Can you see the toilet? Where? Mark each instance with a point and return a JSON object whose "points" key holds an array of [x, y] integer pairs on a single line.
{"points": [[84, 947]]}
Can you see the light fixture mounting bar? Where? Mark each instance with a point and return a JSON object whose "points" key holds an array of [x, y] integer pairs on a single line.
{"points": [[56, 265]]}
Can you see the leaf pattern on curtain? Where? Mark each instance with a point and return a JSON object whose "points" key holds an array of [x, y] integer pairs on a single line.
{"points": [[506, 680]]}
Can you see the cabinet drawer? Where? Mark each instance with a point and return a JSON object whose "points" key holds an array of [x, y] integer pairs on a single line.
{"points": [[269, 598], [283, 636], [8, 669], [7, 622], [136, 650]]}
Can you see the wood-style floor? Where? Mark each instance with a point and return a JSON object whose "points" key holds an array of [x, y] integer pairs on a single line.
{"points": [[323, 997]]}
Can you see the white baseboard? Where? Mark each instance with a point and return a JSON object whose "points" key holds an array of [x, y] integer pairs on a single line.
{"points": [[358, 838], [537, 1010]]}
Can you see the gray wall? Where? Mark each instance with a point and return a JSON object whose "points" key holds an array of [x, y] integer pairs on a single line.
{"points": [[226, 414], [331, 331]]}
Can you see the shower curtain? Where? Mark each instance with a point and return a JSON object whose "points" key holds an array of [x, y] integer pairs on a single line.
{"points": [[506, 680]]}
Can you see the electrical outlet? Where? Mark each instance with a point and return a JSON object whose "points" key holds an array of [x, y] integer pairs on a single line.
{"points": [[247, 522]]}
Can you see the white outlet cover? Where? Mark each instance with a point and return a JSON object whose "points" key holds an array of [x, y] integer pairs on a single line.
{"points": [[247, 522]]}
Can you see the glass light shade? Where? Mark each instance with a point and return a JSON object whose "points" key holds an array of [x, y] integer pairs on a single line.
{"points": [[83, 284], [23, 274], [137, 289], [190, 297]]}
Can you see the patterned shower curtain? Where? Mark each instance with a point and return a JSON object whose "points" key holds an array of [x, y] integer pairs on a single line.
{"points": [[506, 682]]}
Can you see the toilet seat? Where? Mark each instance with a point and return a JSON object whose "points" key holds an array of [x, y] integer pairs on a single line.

▶ _Directions_
Each line of the data should be transcribed exactly.

▶ _Result of the exercise_
Can you see the toilet? Where? Mark each instance with a point and return a JSON object whose "points" key holds an array of [x, y] integer pairs on a single line.
{"points": [[84, 947]]}
Can you see the light fixture mounting bar? Where? Mark each instance with a point and return a JSON object whose "points" key holds an array of [x, y] integer pairs on a single line.
{"points": [[56, 265]]}
Can you see the leaf pattern on curtain? Where? Mark each instance with a point and return a JSON object whose "points" key holds an array of [x, y] integer pairs on a single line.
{"points": [[506, 680]]}
Can you see the cabinet drawer? Where? Mark each instance with a point and return a JSON object whose "points" key holds an array of [x, y] integer pairs on a single line.
{"points": [[269, 598], [283, 636], [8, 669], [7, 622], [136, 650]]}
Can you see the wood-style floor? Where? Mark each instance with a point and return a JSON object whose "points" key holds an array of [x, y] integer pairs on a single line.
{"points": [[323, 997]]}
Can you see the white baseboard? Where? Mark each instance with a point and return a JSON object whose "points" key holds an array of [x, y] integer pairs on a single line.
{"points": [[358, 838], [537, 1010]]}
Can you see the gray wall? Where? Mark each instance with a point and return a JSON object whose "points" key holds an array of [x, y] integer pairs on a single line.
{"points": [[226, 414], [331, 331]]}
Can you see the shower curtain? Where? Mark each instance with a point and return a JSON object whose "points" key holds an array of [x, y] integer pairs on a single line.
{"points": [[506, 680]]}
Can you see the electrical outlet? Where? Mark each instance with a point and return a JSON object whose "points" key holds an array of [x, y] integer pairs on a single line.
{"points": [[247, 522]]}
Can you see the white outlet cover? Where? Mark each instance with a point and return a JSON object whose "points" key holds an array of [x, y] integer pairs on a single line.
{"points": [[247, 522]]}
Can you see the glass light shade? Where? Mark each instance with a point and return a JSON object whose "points" key holds an array of [x, y] integer pairs on a single line.
{"points": [[83, 284], [23, 274], [137, 289], [190, 297]]}
Can you see the patterned shower curtain? Where? Mark each instance with a point and return a JSON object whose "points" key holds an array of [x, y] integer pairs on a single line.
{"points": [[506, 682]]}
Can you see the toilet seat? Where? Mark each instance with a point and return a JSON object whose "points" key holds an array of [x, y] integer pairs on a single line.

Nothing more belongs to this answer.